READING TEXT ▸
────────────────────

Geneset annotation data

Data sources

We currently obtain the geneset annotation data from several public data resources and keep them up-to-date, so that you don’t have to do it:

Source

Update frequency

MSigDB

whenever a new release is available

Gene Ontology

whenever a new release is available

KEGG

whenever a new release is available

WikiPathways

whenever a new release is available

Reactome

whenever a new release is available

Disease Ontology

whenever a new release is available

The most updated data information can be accessed here.

Geneset object

Geneset annotation data are both stored and returned as a geneset object, which is essentially a collection of fields (attributes) and their values:

{
  "_id": "WP60",
  "_version": 1,
  "genes": [
    {
      "ensemblgene": "YOL165C",
      "mygene_id": "853999",
      "name": "putative aryl-alcohol dehydrogenase",
      "ncbigene": "853999",
      "symbol": "AAD15",
      "uniprot": "Q08361"

────────────────────

DATA RECORDS ▸

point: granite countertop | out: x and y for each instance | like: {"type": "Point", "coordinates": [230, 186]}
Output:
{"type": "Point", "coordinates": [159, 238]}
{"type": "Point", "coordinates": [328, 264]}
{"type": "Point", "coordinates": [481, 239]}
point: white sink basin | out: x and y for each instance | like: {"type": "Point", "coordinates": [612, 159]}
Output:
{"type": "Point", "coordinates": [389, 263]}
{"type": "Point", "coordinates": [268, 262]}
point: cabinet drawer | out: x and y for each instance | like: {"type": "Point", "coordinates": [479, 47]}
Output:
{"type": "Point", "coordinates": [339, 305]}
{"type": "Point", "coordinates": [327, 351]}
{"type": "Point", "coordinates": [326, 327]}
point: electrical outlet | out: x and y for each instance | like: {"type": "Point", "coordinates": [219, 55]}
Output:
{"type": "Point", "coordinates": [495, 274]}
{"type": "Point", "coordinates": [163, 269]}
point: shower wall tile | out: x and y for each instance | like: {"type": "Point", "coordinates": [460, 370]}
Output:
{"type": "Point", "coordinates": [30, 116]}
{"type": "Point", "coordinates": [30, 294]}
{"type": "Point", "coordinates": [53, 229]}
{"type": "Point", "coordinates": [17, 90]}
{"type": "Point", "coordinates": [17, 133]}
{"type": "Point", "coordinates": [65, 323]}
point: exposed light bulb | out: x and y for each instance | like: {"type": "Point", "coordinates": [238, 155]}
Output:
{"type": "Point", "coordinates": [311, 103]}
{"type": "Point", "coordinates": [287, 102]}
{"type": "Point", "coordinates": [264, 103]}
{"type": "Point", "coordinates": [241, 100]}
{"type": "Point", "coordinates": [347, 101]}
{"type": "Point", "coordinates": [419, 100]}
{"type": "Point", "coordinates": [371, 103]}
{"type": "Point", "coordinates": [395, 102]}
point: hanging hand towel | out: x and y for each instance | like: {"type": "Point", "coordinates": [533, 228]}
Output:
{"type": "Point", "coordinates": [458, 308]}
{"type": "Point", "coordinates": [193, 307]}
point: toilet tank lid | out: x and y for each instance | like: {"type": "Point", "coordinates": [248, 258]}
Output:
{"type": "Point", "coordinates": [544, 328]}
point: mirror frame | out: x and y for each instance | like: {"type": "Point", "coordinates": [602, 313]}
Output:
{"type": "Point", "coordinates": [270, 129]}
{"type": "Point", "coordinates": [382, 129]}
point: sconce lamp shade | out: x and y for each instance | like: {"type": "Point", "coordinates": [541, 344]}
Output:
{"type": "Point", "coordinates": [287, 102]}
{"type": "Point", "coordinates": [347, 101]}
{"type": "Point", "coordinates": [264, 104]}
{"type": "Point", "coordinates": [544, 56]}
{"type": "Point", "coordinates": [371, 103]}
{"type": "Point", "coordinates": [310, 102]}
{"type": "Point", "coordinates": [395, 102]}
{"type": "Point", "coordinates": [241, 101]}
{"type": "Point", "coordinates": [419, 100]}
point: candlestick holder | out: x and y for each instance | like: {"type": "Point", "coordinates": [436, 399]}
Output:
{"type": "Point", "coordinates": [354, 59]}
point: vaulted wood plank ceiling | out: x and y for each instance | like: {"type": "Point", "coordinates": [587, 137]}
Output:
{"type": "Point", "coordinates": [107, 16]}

────────────────────

INSTRUCTIONS TO FOLLOW ▸
Continue the geneset annotation text from the point where it stops.

RESPONSE BOX ▸
    },
    {
      "mygene_id": "850488",
      "name": "pseudo",
      "ncbigene": "850488",
      "symbol": "AAD6"
    },
    {
      "ensemblgene": "YNL331C",
      "mygene_id": "855385",
      "name": "putative aryl-alcohol dehydrogenase",
      "ncbigene": "855385",
      "symbol": "AAD14",
      "uniprot": "P42884"
    },
    {
      "ensemblgene": "YCR107W",
      "mygene_id": "850471",
      "name": "putative aryl-alcohol dehydrogenase",
      "ncbigene": "850471",
      "symbol": "AAD3",
      "uniprot": "P25612"
    },
    {
      "ensemblgene": "YJR155W",
      "mygene_id": "853620",
      "name": "putative aryl-alcohol dehydrogenase",
      "ncbigene": "853620",
      "symbol": "AAD10",
      "uniprot": "P47182"
    },
    {
      "ensemblgene": "YDL243C",
      "mygene_id": "851354",
      "name": "putative aryl-alcohol dehydrogenase",
      "ncbigene": "851354",
      "symbol": "AAD4",
      "uniprot": "Q07747"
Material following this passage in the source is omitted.